◆ **EXERCISE DIRECTIONS**
Copy exactly the lines of the records below, and only those lines, beginning with the line that contains "Segment every instance of the man's black" and ending with the line that contains "Segment every instance of the baby's mouth".

===== TASK MATERIAL

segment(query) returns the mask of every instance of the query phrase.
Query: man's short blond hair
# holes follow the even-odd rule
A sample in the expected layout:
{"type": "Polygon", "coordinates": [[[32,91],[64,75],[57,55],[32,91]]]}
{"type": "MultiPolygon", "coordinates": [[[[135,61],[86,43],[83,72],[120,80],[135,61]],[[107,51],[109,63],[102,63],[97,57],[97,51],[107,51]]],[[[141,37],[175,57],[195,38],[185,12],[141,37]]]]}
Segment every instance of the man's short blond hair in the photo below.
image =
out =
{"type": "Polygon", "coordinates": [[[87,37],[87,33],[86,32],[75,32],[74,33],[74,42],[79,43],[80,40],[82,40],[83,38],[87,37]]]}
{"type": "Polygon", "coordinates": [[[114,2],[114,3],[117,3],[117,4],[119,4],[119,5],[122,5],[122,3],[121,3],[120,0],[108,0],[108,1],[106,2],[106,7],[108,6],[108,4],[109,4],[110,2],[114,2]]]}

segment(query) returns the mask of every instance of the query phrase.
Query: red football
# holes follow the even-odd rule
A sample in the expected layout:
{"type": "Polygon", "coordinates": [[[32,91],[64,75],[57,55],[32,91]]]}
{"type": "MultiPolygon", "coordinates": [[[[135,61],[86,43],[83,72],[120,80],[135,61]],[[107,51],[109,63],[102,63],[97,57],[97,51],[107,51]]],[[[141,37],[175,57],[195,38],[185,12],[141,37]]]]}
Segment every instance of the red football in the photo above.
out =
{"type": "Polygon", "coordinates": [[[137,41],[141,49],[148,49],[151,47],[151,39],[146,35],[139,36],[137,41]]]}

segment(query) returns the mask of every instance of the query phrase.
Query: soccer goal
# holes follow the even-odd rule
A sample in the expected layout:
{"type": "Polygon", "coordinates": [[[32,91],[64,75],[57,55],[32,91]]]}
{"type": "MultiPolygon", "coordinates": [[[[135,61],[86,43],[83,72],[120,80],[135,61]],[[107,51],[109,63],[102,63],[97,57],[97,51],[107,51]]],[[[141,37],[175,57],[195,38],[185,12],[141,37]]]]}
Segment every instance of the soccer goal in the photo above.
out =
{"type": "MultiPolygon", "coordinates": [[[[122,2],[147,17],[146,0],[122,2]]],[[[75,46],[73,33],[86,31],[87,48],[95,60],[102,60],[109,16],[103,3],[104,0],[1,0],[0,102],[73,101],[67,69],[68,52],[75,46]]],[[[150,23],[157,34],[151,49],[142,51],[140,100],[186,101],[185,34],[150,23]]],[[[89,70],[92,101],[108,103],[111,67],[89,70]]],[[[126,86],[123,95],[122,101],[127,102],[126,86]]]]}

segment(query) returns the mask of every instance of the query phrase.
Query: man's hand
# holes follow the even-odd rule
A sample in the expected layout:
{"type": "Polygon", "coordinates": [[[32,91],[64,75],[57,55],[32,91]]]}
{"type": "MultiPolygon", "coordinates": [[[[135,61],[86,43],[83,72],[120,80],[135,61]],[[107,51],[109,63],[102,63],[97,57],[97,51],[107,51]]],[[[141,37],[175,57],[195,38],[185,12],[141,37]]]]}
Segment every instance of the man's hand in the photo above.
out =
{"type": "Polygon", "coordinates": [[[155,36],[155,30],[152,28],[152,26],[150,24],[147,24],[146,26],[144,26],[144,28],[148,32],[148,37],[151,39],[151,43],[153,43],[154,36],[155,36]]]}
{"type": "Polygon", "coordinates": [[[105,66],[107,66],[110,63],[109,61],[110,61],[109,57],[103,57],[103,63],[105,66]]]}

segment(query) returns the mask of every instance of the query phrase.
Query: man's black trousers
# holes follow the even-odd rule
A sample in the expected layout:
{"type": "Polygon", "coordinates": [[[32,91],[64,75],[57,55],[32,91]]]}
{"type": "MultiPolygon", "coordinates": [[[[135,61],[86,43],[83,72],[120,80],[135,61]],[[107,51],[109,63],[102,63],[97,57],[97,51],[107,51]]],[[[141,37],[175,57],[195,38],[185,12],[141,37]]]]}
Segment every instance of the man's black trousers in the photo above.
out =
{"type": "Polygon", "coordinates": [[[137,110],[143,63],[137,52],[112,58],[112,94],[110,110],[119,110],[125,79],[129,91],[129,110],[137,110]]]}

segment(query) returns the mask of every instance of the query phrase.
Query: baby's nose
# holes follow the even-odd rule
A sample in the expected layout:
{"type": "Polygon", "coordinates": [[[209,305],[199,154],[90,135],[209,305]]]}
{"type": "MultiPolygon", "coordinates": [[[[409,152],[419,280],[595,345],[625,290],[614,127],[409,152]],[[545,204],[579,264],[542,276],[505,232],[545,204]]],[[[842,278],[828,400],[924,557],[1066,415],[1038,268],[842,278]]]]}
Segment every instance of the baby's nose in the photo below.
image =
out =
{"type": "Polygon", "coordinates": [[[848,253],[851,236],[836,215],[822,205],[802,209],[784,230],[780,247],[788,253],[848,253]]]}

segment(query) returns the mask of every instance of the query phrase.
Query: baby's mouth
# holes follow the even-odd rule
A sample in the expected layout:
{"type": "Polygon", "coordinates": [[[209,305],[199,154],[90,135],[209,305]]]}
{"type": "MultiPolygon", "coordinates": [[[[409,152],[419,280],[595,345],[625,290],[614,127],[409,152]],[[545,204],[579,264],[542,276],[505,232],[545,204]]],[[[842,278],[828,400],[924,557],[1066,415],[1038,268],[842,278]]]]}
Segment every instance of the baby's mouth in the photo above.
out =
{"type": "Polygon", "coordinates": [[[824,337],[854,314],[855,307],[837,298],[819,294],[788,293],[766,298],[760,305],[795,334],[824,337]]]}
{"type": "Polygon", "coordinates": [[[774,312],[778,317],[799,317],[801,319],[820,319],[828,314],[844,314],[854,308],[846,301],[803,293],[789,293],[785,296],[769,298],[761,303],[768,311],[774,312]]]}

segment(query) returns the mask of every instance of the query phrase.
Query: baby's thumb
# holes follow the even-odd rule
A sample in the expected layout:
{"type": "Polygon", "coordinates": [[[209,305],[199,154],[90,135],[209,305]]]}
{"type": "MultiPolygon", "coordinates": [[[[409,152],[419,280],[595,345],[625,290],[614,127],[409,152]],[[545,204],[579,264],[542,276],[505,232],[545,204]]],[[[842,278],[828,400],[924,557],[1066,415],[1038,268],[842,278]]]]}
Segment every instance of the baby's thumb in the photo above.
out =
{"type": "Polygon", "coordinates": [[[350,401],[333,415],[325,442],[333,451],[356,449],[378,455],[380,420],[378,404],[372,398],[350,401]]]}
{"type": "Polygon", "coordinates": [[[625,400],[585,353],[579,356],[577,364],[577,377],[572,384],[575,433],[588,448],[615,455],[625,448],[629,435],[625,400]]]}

==========

◆ **RESPONSE**
Segment every instance of the man's black trousers in the photo above.
out =
{"type": "Polygon", "coordinates": [[[137,110],[143,63],[137,52],[112,58],[112,94],[110,110],[119,110],[125,79],[129,91],[129,110],[137,110]]]}

segment(query) returns the mask of every instance of the query phrase.
Query: baby's nose
# holes follow the even-odd rule
A sample in the expected layout:
{"type": "Polygon", "coordinates": [[[209,305],[199,154],[90,135],[209,305]]]}
{"type": "MultiPolygon", "coordinates": [[[[409,152],[419,280],[595,345],[625,290],[614,127],[409,152]],[[545,204],[579,264],[542,276],[505,232],[545,204]]],[[[842,278],[828,400],[924,557],[1066,415],[1038,268],[842,278]]]]}
Segment every instance of the baby's nose in the photo below.
image =
out =
{"type": "Polygon", "coordinates": [[[848,253],[851,236],[836,215],[822,205],[802,209],[784,230],[780,247],[788,253],[848,253]]]}

segment(query) returns the mask of every instance of the query phrase.
Query: baby's mouth
# holes follow the even-odd rule
A sample in the expected layout:
{"type": "Polygon", "coordinates": [[[209,305],[199,154],[90,135],[209,305]]]}
{"type": "MultiPolygon", "coordinates": [[[[409,152],[419,280],[595,345],[625,290],[614,127],[409,152]],[[545,204],[579,264],[542,276],[505,232],[545,204]]],[[[842,278],[828,400],[924,557],[1066,415],[1038,268],[842,278]]]]}
Segment every instance of the baby's mouth in the photo above.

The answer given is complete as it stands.